● PASSAGE PROVIDED
▬▬▬▬▬▬▬▬▬▬

Universality: where we have mobile networks, we should have a terrestrial source for PNT. TCPNT should be widespread and a complement to GPS. Legacy navigation systems like Loran, Omega, VOR, DME, TACAN, and other NAVAIDS have limitations that detract from both their affordability and utility across the full device ecosystem. WiFi and other ‘derived’ location methods have widely varying accuracy and availability and can only be considered position gap fillers.

Examples of TCPNT Systems:

  • Cellular Network-Based PNT: Mobile network operators can utilize existing cell tower signals to provide PNT services, such as cell ID and signal-strength-based location. These signals, however, are built-for-purpose to make access and routing decisions for the user radios, cell phones, and the towers and distributed antenna systems they connect through. Repurposing them for PNT does not provide GPS-like quality of performance. Today, they utilize GPS to achieve timing synchronization across a wireless operator’s network and are not ready to provide PNT-as-a-service without GPS.

▬▬▬▬▬▬▬▬▬▬

[Excerpt from a dataset]

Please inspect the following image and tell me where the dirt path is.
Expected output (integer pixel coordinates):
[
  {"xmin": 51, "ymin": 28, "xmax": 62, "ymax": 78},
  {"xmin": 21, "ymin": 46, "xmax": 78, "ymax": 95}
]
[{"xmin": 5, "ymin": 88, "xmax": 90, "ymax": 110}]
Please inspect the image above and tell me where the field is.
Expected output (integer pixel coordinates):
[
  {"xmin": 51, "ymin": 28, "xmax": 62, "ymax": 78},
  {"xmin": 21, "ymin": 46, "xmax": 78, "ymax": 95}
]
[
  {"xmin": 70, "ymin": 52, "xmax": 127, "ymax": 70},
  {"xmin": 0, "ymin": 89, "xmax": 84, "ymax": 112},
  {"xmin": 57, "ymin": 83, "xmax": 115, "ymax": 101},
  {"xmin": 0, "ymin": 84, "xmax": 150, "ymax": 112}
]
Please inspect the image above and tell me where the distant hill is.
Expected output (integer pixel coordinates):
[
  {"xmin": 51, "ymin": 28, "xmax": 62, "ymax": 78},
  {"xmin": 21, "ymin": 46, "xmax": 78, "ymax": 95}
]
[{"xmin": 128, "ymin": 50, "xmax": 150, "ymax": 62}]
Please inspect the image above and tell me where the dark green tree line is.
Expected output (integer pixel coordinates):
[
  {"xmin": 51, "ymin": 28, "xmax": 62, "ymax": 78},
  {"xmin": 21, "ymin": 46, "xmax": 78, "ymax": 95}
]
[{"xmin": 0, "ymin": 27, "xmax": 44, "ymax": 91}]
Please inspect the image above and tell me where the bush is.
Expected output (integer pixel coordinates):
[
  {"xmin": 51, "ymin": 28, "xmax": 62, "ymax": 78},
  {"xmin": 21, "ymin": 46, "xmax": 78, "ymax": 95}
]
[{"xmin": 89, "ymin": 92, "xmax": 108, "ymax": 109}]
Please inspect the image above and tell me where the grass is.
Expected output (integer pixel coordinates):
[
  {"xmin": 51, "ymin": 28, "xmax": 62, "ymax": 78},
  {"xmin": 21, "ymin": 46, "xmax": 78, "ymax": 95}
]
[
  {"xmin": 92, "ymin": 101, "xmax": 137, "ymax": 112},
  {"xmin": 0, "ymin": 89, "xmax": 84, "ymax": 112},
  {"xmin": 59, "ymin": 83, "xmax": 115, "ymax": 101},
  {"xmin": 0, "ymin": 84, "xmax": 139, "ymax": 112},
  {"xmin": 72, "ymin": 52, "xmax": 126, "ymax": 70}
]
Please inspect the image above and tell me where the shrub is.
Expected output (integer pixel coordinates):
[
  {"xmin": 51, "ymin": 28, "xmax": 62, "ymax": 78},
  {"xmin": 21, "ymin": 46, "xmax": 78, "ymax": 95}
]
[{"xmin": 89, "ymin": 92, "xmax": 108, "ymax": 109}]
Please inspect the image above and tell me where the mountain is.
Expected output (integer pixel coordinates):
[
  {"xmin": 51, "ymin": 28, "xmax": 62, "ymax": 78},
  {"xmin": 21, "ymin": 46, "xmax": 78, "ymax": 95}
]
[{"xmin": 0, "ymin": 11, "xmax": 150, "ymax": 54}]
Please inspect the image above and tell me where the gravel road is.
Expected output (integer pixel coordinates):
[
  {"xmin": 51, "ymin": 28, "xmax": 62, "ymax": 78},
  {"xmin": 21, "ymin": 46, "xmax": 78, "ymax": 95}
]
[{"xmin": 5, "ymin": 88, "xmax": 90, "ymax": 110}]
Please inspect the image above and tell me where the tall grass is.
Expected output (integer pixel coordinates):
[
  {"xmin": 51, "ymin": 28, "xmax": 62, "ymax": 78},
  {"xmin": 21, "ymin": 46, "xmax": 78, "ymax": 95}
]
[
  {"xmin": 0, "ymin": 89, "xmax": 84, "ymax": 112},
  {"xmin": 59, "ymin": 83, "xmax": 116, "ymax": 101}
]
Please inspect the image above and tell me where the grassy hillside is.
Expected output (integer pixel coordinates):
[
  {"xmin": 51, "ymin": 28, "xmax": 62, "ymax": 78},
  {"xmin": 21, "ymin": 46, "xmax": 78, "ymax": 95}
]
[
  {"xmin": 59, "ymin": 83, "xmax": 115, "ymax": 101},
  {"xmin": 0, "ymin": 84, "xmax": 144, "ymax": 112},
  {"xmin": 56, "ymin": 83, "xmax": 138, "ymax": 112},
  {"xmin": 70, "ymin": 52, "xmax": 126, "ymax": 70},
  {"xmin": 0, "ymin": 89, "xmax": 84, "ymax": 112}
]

▬▬▬▬▬▬▬▬▬▬

Reproduce word for word the part of the passage on terrestrial PNT systems starting with "Examples of TCPNT" and going on through "PNT-as-a-service without GPS.".

● SOLUTION TO THIS EXERCISE
Examples of TCPNT Systems:

  • Cellular Network-Based PNT: Mobile network operators can utilize existing cell tower signals to provide PNT services, such as cell ID and signal-strength-based location. These signals, however, are built-for-purpose to make access and routing decisions for the user radios, cell phones, and the towers and distributed antenna systems they connect through. Repurposing them for PNT does not provide GPS-like quality of performance. Today, they utilize GPS to achieve timing synchronization across a wireless operator’s network and are not ready to provide PNT-as-a-service without GPS.